• [Aim] Enter all of the lines below into a Markdown table with the columns Index and Line, numbering the rows in order and omitting any blank lines.

::: Supplied records :::

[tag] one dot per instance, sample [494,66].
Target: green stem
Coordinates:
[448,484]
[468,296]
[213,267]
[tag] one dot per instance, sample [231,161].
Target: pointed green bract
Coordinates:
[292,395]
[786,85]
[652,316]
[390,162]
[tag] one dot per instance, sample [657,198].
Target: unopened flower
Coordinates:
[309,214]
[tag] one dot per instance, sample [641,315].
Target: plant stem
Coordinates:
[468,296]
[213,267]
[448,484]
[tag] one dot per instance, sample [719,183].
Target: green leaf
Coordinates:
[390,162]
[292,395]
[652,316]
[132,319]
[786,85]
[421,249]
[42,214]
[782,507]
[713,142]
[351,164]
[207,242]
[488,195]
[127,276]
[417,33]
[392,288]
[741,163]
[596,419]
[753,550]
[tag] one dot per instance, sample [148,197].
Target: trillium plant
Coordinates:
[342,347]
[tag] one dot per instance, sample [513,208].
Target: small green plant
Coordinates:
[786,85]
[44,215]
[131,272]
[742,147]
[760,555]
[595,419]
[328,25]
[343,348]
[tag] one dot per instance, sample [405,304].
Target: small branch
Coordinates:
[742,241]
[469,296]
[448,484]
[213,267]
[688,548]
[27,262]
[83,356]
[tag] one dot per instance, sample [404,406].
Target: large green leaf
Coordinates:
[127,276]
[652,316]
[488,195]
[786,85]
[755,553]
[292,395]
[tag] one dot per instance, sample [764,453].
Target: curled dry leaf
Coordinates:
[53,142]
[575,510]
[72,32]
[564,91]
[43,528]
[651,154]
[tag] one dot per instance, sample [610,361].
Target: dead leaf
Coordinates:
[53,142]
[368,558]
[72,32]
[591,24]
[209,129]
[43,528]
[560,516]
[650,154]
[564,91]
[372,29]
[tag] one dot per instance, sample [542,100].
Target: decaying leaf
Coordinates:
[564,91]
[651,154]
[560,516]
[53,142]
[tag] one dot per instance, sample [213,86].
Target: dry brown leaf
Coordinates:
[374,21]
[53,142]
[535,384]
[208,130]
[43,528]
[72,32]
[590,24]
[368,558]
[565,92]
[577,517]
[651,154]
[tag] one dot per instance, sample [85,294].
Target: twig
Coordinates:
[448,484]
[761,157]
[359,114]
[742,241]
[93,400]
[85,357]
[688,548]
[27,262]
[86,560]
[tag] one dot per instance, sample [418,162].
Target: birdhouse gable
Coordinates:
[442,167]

:::

• [Final result]
| Index | Line |
|---|---|
| 1 | [tag] one dot per instance, sample [494,66]. |
| 2 | Target: green stem |
| 3 | Coordinates: |
| 4 | [448,484] |
| 5 | [468,296] |
| 6 | [213,267] |
| 7 | [tag] one dot per instance, sample [231,161]. |
| 8 | Target: pointed green bract |
| 9 | Coordinates: |
| 10 | [292,395] |
| 11 | [786,85] |
| 12 | [652,316] |
| 13 | [390,162] |
| 14 | [tag] one dot per instance, sample [657,198]. |
| 15 | Target: unopened flower |
| 16 | Coordinates: |
| 17 | [309,214] |
| 18 | [tag] one dot per instance, sample [641,315]. |
| 19 | Target: plant stem |
| 20 | Coordinates: |
| 21 | [468,296] |
| 22 | [213,267] |
| 23 | [448,484] |
| 24 | [tag] one dot per instance, sample [719,183]. |
| 25 | Target: green leaf |
| 26 | Coordinates: |
| 27 | [390,162] |
| 28 | [292,395] |
| 29 | [652,316] |
| 30 | [132,319] |
| 31 | [786,85] |
| 32 | [421,249] |
| 33 | [42,214] |
| 34 | [782,507] |
| 35 | [713,142] |
| 36 | [351,164] |
| 37 | [207,242] |
| 38 | [488,195] |
| 39 | [127,276] |
| 40 | [417,33] |
| 41 | [392,288] |
| 42 | [741,163] |
| 43 | [596,419] |
| 44 | [753,550] |
| 45 | [tag] one dot per instance, sample [148,197]. |
| 46 | Target: trillium plant |
| 47 | Coordinates: |
| 48 | [342,347] |
| 49 | [tag] one dot per instance, sample [513,208]. |
| 50 | Target: small green plant |
| 51 | Coordinates: |
| 52 | [786,85] |
| 53 | [44,215] |
| 54 | [131,272] |
| 55 | [742,147] |
| 56 | [760,555] |
| 57 | [595,419] |
| 58 | [328,25] |
| 59 | [343,348] |
| 60 | [tag] one dot per instance, sample [405,304]. |
| 61 | Target: small branch |
| 62 | Coordinates: |
| 63 | [742,241] |
| 64 | [469,296] |
| 65 | [448,484] |
| 66 | [213,267] |
| 67 | [688,548] |
| 68 | [27,262] |
| 69 | [83,356] |
| 70 | [tag] one dot per instance, sample [404,406]. |
| 71 | Target: large green leaf |
| 72 | Coordinates: |
| 73 | [127,276] |
| 74 | [652,316] |
| 75 | [488,195] |
| 76 | [786,85] |
| 77 | [755,553] |
| 78 | [292,395] |
| 79 | [tag] one dot per instance, sample [764,453]. |
| 80 | Target: curled dry leaf |
| 81 | Coordinates: |
| 82 | [53,142] |
| 83 | [575,510] |
| 84 | [72,32] |
| 85 | [564,91] |
| 86 | [43,528] |
| 87 | [651,154] |
| 88 | [tag] one dot per instance, sample [610,361]. |
| 89 | Target: dead leaf |
| 90 | Coordinates: |
| 91 | [53,142] |
| 92 | [368,558] |
| 93 | [72,32] |
| 94 | [591,24] |
| 95 | [209,129] |
| 96 | [43,528] |
| 97 | [560,516] |
| 98 | [650,154] |
| 99 | [564,91] |
| 100 | [372,29] |
| 101 | [tag] one dot per instance, sample [542,100]. |
| 102 | Target: decaying leaf |
| 103 | Coordinates: |
| 104 | [564,91] |
| 105 | [651,154] |
| 106 | [560,516] |
| 107 | [53,142] |
| 108 | [tag] one dot per instance, sample [213,86]. |
| 109 | Target: dry brown leaf |
| 110 | Coordinates: |
| 111 | [374,21] |
| 112 | [53,142] |
| 113 | [535,384] |
| 114 | [208,130] |
| 115 | [43,528] |
| 116 | [72,32] |
| 117 | [590,24] |
| 118 | [368,558] |
| 119 | [565,92] |
| 120 | [577,517] |
| 121 | [651,154] |
| 122 | [tag] one dot per instance, sample [85,294]. |
| 123 | Target: twig |
| 124 | Coordinates: |
| 125 | [448,484] |
| 126 | [761,157] |
| 127 | [359,114] |
| 128 | [742,241] |
| 129 | [93,400] |
| 130 | [85,357] |
| 131 | [688,548] |
| 132 | [27,262] |
| 133 | [86,560] |
| 134 | [tag] one dot per instance, sample [418,162]. |
| 135 | Target: birdhouse gable |
| 136 | Coordinates: |
| 137 | [442,167] |